Given text -
The human genome project, which published its results 20 years ago last month, was a landmark in biology.
It was also somewhat misleadingly named.
After all, there is no such thing as “the” human genome.
Instead, there are 8bn individual humans, each of whom share the vast majority of their DNA—but not all of it.
The genome published by the Human Genome Project in 2003 was put together from a dozen anonymous blood donors in and around Buffalo, in New York state.
But there is more to life than Buffalo.
That, in essence, is the motive behind the publication this week, in Nature, of a set of 47 new “reference” genomes taken from individuals on four continents (Africa, both of the Americas, and Asia).
The idea of the Human Pangenome Project, the organisation behind the publications, is that rather than relying on a single “reference” genome, it would be better to have several, and to ensure that between them they capture as much of the genetic diversity of Homo sapiens as possible.
Compared with the total size of the genome, the amount of diversity in question is small.
Two people picked at random will share around 99.6% of their DNA.
That similarity is why the original genome produced by the Human Genome Project has proved so useful.
Its annotated strings of genetic code serve as a baseline.
Other genomes can be compared with it to look for variations, whether harmful or beneficial.
Yet although humans are mostly alike, their differences do matter.

Task instructions -
a) Copy the passage of the human genome article between "Instead, there are" and "life than Buffalo.", inclusive.
b) Pick up the article on human reference genomes after its final sentence and keep writing it.

Data section -
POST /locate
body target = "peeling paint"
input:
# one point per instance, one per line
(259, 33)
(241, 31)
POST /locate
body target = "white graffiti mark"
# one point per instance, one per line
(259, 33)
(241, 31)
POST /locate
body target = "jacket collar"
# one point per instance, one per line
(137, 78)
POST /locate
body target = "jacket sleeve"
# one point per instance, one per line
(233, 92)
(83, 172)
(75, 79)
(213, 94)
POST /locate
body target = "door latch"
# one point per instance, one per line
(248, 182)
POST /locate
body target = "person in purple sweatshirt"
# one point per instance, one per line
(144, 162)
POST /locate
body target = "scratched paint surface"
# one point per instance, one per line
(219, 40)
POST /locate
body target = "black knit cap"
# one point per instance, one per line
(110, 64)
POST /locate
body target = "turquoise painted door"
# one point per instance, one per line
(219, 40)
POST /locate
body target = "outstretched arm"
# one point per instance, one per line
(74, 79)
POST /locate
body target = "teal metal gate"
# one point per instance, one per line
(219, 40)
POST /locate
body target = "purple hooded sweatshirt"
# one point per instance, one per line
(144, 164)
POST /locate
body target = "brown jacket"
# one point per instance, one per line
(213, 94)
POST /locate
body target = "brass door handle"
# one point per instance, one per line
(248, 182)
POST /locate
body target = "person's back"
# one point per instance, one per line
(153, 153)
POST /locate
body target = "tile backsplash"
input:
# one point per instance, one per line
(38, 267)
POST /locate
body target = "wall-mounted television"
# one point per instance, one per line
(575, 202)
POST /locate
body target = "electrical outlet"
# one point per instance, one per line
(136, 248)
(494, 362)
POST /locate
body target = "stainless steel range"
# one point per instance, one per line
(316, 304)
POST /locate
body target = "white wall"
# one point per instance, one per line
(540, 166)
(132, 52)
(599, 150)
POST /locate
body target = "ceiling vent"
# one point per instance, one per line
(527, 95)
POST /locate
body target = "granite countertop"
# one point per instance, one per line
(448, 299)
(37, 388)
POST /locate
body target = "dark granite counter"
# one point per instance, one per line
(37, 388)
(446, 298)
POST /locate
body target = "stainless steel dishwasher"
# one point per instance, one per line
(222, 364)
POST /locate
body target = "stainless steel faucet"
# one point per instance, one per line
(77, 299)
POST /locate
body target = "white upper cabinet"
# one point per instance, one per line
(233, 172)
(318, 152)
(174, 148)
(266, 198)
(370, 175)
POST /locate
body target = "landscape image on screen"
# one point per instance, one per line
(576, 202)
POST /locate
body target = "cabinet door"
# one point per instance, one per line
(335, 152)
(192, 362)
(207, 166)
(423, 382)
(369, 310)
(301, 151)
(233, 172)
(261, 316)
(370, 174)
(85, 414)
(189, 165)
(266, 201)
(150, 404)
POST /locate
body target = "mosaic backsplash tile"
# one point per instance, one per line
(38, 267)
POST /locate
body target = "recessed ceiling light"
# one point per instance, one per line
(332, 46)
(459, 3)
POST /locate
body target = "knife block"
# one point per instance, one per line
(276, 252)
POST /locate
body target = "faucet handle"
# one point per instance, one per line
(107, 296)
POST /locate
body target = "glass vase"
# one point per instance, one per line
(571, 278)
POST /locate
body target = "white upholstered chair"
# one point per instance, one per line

Per-task answers -
a)
Instead, there are 8bn individual humans, each of whom share the vast majority of their DNA—but not all of it.
The genome published by the Human Genome Project in 2003 was put together from a dozen anonymous blood donors in and around Buffalo, in New York state.
But there is more to life than Buffalo.

b)
A relatively recent mutation, for instance, means adults with ancestors from northern Europe, or some parts of India and the Middle East, are more likely to be able to digest lactose (a sugar found in milk) than those from elsewhere.
Which variation deserves to be treated as the standard?
Sometimes, the limits of using a single reference have direct medical consequences.
A set of genes called HLA, for instance, are involved in running the immune system.
They are highly variable, and mutations in them have been associated with autoimmune diseases such as type-1 diabetes.
One study, published in 2015, found that, because many gene-sequencing technologies are not perfectly accurate, comparing readouts from the region with the single reference genome led to mistakes around 20% of the time.
Another paper, published in 2022, found that relying on the reference genome meant that the details of some gene variants found in people with African ancestry, and seemingly associated with cancer, are poorly understood.